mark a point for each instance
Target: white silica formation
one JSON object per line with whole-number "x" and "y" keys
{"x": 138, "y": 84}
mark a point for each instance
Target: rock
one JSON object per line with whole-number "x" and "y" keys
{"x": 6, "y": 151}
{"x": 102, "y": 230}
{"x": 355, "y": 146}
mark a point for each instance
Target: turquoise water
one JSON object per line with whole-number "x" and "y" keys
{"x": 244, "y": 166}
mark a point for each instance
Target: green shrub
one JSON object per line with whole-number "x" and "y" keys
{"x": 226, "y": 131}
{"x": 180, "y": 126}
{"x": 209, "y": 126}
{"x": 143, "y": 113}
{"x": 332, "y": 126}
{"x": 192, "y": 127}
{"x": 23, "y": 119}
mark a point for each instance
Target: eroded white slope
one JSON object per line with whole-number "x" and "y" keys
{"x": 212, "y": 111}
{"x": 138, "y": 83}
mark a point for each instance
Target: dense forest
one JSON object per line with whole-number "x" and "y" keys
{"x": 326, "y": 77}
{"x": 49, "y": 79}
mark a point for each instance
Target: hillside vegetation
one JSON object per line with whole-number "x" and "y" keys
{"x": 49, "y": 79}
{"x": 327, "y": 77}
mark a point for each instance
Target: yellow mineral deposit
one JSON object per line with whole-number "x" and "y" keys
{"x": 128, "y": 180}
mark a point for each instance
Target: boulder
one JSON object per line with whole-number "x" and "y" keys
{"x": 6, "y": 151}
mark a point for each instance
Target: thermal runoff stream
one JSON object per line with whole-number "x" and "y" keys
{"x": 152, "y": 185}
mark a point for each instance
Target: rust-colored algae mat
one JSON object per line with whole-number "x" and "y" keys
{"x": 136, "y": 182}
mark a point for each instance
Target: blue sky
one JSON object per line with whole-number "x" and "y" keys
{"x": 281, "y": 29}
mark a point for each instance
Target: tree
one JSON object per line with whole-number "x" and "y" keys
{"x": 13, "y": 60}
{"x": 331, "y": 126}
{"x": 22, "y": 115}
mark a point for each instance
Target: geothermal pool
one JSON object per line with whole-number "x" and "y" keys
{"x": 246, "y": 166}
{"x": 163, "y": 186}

* _Instructions to follow_:
Could you return exactly the stretch of the data above that starts at the line with "Target: white silica formation" and ends at the line with "Target: rock", both lines included?

* _Exercise solution_:
Target: white silica formation
one JSON object per line with whole-number "x" and "y" keys
{"x": 138, "y": 84}
mark a point for each instance
Target: rock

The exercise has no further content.